Task brief. Output exactly the lines from the one with "of the grey" through the last line of the data below, both included, and nothing more.

Input records: Begin

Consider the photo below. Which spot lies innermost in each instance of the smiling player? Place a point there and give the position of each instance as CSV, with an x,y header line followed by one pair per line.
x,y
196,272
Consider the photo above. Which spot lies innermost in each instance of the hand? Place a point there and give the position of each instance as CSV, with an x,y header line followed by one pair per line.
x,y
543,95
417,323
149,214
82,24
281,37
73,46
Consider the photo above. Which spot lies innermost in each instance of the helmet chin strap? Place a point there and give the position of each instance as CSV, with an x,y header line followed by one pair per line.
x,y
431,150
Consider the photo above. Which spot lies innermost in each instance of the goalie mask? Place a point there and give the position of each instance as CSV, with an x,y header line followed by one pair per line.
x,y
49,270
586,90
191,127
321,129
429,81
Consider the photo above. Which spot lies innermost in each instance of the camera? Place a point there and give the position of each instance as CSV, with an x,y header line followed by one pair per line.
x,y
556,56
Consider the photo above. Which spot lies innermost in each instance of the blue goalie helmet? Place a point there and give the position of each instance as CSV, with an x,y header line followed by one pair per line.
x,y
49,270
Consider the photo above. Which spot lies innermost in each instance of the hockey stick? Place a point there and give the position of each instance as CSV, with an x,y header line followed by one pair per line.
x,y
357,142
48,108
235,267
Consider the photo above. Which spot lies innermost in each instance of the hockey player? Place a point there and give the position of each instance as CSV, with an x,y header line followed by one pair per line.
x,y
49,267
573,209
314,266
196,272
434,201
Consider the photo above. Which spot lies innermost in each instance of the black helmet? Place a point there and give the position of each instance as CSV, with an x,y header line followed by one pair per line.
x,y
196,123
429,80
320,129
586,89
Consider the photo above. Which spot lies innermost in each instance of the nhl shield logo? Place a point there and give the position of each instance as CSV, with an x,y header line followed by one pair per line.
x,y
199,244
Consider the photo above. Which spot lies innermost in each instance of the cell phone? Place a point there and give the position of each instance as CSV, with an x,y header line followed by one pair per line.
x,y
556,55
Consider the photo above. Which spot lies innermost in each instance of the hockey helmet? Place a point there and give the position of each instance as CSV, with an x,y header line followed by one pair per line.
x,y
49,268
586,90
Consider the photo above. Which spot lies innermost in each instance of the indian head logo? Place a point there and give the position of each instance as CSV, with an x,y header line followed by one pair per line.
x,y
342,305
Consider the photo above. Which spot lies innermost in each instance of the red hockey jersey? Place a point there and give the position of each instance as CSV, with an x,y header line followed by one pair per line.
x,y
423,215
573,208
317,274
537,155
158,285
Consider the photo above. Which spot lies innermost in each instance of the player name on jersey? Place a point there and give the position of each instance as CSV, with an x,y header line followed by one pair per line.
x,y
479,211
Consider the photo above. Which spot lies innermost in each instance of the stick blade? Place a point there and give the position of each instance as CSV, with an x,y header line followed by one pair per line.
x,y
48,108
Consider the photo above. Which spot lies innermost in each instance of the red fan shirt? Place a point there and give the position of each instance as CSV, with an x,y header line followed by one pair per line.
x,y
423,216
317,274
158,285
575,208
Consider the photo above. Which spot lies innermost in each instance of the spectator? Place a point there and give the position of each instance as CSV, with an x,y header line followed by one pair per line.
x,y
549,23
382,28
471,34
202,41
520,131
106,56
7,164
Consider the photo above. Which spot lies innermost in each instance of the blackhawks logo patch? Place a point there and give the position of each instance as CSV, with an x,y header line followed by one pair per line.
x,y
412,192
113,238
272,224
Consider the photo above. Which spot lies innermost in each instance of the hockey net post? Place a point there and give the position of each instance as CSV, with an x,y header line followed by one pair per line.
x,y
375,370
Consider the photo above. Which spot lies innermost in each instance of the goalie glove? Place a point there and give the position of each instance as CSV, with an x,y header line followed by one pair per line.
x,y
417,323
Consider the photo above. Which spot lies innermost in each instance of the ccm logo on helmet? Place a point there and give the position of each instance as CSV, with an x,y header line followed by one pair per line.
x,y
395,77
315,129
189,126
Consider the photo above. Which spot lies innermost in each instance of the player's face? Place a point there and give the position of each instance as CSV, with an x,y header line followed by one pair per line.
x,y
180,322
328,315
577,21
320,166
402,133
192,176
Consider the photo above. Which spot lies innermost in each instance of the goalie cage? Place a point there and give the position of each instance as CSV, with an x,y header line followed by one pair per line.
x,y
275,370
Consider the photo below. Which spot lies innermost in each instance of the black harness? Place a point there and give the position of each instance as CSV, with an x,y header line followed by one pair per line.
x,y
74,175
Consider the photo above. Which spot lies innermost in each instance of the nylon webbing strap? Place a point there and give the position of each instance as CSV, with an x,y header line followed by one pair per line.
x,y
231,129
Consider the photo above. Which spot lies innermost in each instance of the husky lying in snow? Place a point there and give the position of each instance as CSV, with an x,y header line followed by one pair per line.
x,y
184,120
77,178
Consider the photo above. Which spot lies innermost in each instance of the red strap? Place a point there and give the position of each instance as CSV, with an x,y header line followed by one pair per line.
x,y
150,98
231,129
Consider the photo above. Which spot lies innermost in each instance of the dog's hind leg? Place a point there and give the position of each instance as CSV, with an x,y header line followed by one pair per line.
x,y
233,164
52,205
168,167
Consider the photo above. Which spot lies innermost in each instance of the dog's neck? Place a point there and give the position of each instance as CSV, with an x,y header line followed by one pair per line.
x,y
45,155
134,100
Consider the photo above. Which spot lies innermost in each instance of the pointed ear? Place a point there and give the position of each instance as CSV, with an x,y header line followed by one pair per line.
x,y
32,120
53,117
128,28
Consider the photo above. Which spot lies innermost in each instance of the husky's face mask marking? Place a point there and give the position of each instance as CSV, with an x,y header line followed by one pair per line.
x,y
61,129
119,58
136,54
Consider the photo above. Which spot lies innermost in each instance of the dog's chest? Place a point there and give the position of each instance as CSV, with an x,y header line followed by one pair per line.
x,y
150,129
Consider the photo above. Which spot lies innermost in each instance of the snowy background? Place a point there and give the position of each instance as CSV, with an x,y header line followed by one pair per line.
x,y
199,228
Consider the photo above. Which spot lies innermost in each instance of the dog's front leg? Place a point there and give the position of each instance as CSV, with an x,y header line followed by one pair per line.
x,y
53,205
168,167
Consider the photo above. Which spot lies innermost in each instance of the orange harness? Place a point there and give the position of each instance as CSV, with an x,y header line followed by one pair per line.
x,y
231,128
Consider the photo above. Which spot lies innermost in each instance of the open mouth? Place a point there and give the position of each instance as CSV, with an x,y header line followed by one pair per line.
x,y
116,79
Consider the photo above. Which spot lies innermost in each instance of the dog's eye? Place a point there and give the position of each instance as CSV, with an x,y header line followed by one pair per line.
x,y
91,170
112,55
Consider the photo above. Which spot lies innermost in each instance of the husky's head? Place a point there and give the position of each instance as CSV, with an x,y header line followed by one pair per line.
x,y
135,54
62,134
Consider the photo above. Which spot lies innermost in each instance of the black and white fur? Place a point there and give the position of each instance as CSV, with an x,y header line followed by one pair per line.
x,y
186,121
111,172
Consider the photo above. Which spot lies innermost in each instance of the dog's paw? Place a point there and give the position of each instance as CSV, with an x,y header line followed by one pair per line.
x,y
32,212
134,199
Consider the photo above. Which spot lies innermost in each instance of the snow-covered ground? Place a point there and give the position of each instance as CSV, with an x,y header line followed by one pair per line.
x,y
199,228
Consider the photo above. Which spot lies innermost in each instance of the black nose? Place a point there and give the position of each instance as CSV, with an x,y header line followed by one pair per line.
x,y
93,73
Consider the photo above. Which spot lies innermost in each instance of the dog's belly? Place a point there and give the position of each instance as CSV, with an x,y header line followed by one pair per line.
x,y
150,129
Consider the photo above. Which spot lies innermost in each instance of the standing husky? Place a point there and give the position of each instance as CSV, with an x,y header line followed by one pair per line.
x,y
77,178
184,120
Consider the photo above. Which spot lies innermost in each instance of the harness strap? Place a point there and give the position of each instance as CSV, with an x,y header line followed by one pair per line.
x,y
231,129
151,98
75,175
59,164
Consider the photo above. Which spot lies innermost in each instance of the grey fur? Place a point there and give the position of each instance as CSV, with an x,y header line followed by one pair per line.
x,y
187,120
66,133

Input records: End

Result.
Consider the photo above. Which spot lies innermost in each instance of the grey fur? Place a point there and give the position of each instance as CSV, with an x,y header line followed by one pair per line.
x,y
187,120
66,133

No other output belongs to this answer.